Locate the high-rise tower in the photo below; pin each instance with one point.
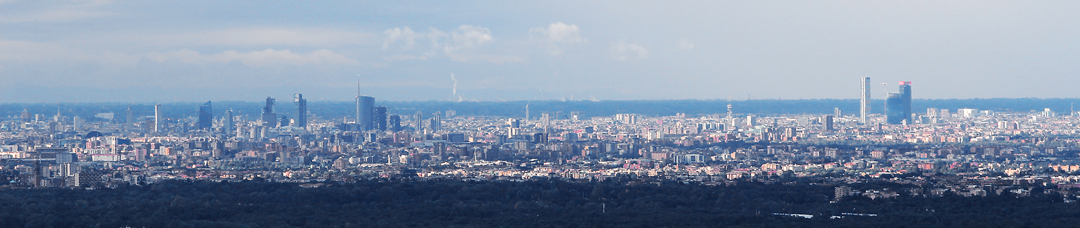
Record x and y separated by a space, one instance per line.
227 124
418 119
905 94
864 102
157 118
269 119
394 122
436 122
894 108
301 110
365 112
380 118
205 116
...
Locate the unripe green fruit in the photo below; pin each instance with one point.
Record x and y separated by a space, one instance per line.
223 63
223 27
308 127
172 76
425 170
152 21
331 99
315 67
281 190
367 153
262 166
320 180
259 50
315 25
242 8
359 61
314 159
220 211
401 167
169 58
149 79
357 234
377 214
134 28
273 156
* * *
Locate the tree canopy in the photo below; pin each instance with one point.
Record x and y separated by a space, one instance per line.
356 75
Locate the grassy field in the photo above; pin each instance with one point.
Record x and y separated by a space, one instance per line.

§ **Request**: Which lines in the listing above contain the word "photo"? Pull out each of them and copy it in full.

§ **Solution below**:
Locate the high-rise tower in the photo below; pin each instance with one point.
Locate the unripe green fruit in the photo below; pin each instance with one point.
Locate the tree canopy in the photo below; pin each instance with one point.
Locate the grassy field in the photo above; pin each instance with one point.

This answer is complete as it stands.